Exercise: Render the records below as a numbered list, dropping any blank lines and leaving out the pictures.

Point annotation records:

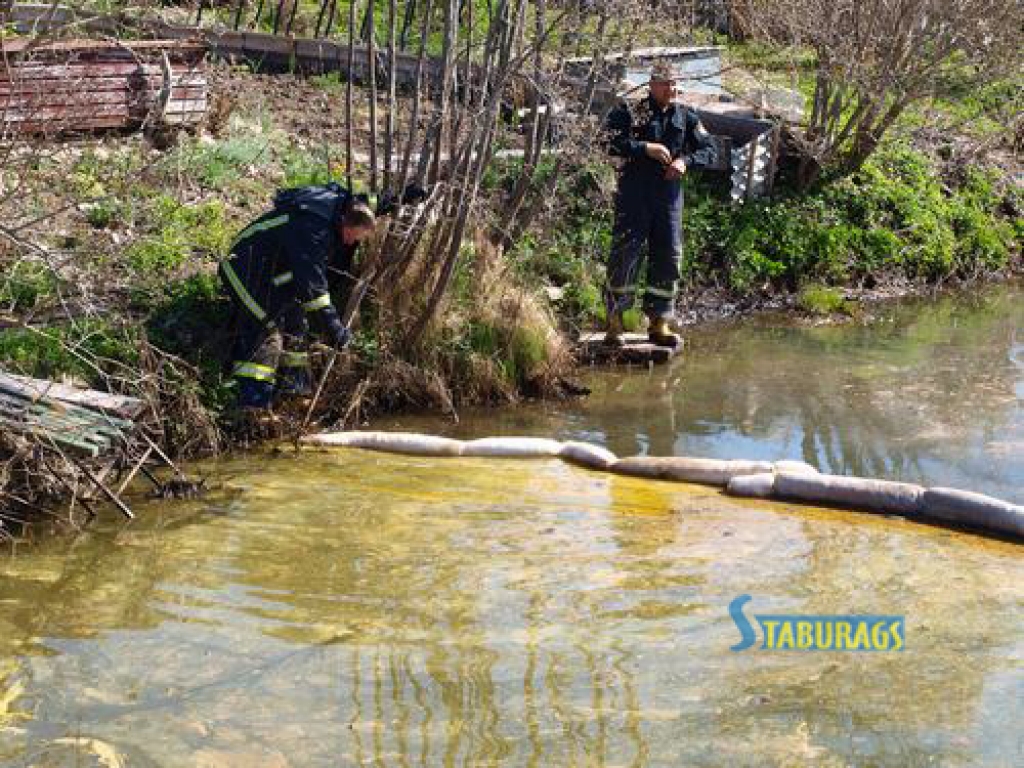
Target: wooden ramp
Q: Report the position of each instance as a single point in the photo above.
(93, 432)
(85, 85)
(637, 350)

Worked solution:
1. Target: wooden ramp
2. Q: Report the position of each instance as a single point in the photo above.
3. (93, 432)
4. (85, 85)
5. (637, 350)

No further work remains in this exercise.